Exercise task:
Reproduce every line of the records below as a numbered list, skipping blank lines and omitting the pictures.

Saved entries
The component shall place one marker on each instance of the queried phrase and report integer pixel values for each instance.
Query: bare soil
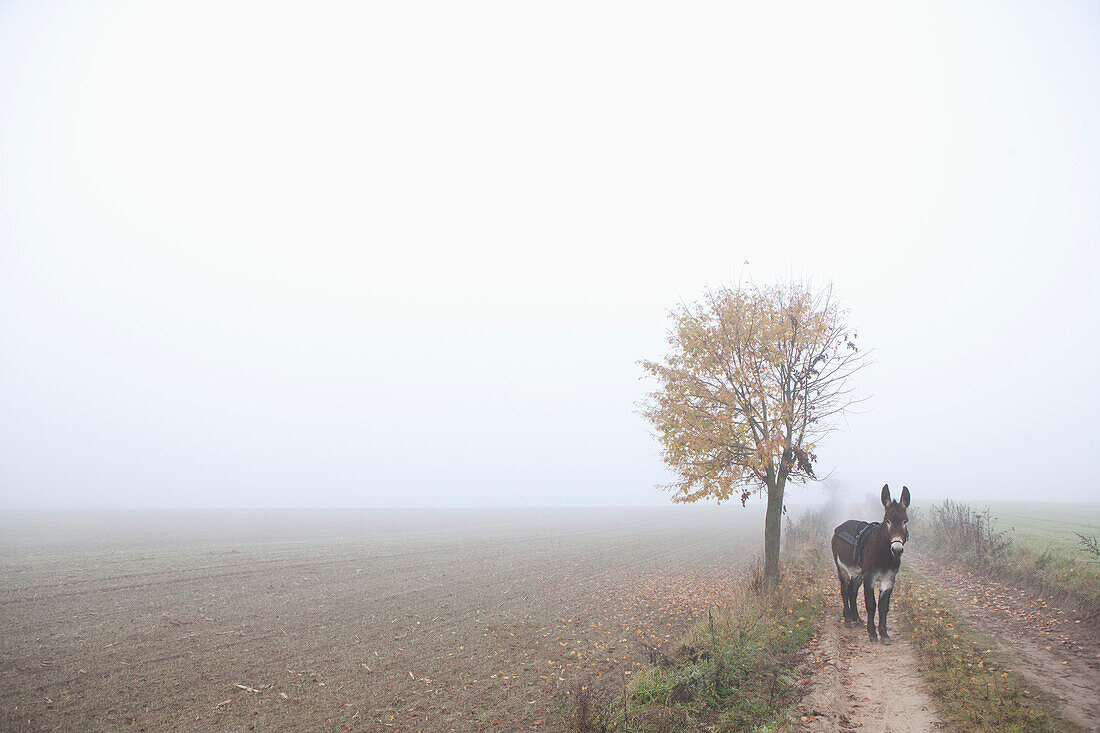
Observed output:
(862, 686)
(362, 621)
(1052, 645)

Complete response:
1. The component shall place one marker on each instance of the queried phrase and report integer pixel values for each instance.
2. Query: bare soil
3. Observed output:
4. (862, 686)
5. (362, 621)
6. (1052, 645)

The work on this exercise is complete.